▶ _Page_
Autrement dit, il s’agissait de « crimes matériellement accomplis par la police française », non compris dans l’incrimination de l’article 24 bis de la loi du 24 juillet 1881, et qui ne pouvaient pas être poursuivis à ce titre.

La Cour de cassation, le 24 mars 2020, avait rejeté toute ces arguties juridiques par le motif de principe – que la chambre criminelle a repris dans son arrêt du 5 septembre 2023 – en considérant, préalablement, que « Ces faits [la rafle] ont été décidés et planifiés par l’occupant nazi et mis en œuvre avec l’active participation du gouvernement de Vichy, de ses fonctionnaires et de sa police, et ajoutent que les SS, donneurs d’ordre et coorganisateurs de la rafle, étaient membres d’une organisation déclarée criminelle en application de l’article 9 du statut du tribunal international de Nuremberg. »

De ce point de vue, et comme l’affirme fortement la chambre criminelle dans son arrêt du 5 septembre 2023, il est évident qu’ « il est indifférent que Philippe Pétain n’ait pas été condamné pour un ou plusieurs crimes tels qu’ils sont définis à l’article 6 du statut du tribunal militaire international annexé à l’Accord de Londres du 8 août 1945. »

▶ _Entrées à traiter_

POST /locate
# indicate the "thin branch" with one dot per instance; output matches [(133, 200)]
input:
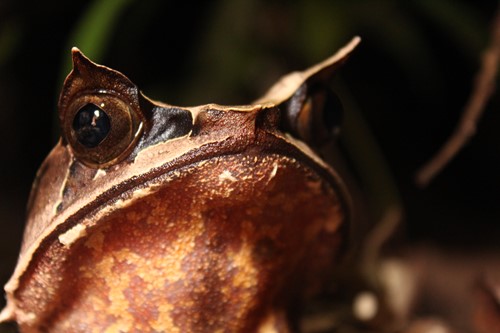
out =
[(483, 89)]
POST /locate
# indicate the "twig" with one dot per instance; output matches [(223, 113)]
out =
[(483, 89)]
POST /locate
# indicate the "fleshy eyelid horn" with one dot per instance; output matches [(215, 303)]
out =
[(113, 95), (309, 108)]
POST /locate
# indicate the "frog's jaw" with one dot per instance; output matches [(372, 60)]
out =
[(199, 250)]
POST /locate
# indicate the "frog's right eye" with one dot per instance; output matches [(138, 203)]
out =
[(101, 129), (91, 125)]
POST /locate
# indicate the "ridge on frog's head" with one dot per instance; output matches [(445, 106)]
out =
[(155, 217)]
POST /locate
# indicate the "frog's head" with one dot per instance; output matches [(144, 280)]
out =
[(164, 218)]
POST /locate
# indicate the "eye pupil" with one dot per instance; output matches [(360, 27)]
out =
[(91, 125)]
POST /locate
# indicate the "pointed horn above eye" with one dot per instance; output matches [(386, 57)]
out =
[(288, 84)]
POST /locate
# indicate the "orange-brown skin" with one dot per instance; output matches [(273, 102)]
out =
[(214, 230)]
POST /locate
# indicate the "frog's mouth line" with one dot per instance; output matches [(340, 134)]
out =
[(266, 144)]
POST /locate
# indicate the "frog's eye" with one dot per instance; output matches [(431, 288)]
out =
[(313, 114), (101, 129)]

▶ _Travail demandé_
a. Reproduisez à l'identique le passage de la page qui commence par « Autrement dit, il » et se poursuit jusqu'à « à ce titre. ».
b. Mettez toutes les entrées ci-dessus au format CSV à deux colonnes, texte et resultat, à raison d'une ligne par entrée. Placez chaque champ entre guillemets, remplacez les sauts de ligne par des espaces et n'incluez pas les images dans la réponse.

▶ _Réponses par tâche_
a.
Autrement dit, il s’agissait de « crimes matériellement accomplis par la police française », non compris dans l’incrimination de l’article 24 bis de la loi du 24 juillet 1881, et qui ne pouvaient pas être poursuivis à ce titre.

b.
texte,resultat
"POST /locate # indicate the ""thin branch"" with one dot per instance; output matches [(133, 200)] input: out =","[(483, 89)]"
"POST /locate # indicate the ""twig"" with one dot per instance; output matches [(223, 113)] out =","[(483, 89)]"
"POST /locate # indicate the ""fleshy eyelid horn"" with one dot per instance; output matches [(215, 303)] out =","[(113, 95), (309, 108)]"
"POST /locate # indicate the ""frog's jaw"" with one dot per instance; output matches [(372, 60)] out =","[(199, 250)]"
"POST /locate # indicate the ""frog's right eye"" with one dot per instance; output matches [(138, 203)] out =","[(101, 129), (91, 125)]"
"POST /locate # indicate the ""ridge on frog's head"" with one dot per instance; output matches [(445, 106)] out =","[(155, 217)]"
"POST /locate # indicate the ""frog's head"" with one dot per instance; output matches [(144, 280)] out =","[(164, 218)]"
"POST /locate # indicate the ""eye pupil"" with one dot per instance; output matches [(360, 27)] out =","[(91, 125)]"
"POST /locate # indicate the ""pointed horn above eye"" with one dot per instance; output matches [(386, 57)] out =","[(288, 84)]"
"POST /locate # indicate the ""orange-brown skin"" with one dot per instance; output matches [(273, 102)] out =","[(214, 230)]"
"POST /locate # indicate the ""frog's mouth line"" with one dot per instance; output matches [(340, 134)] out =","[(266, 144)]"
"POST /locate # indicate the ""frog's eye"" with one dot per instance; output matches [(431, 288)] out =","[(313, 114), (101, 129)]"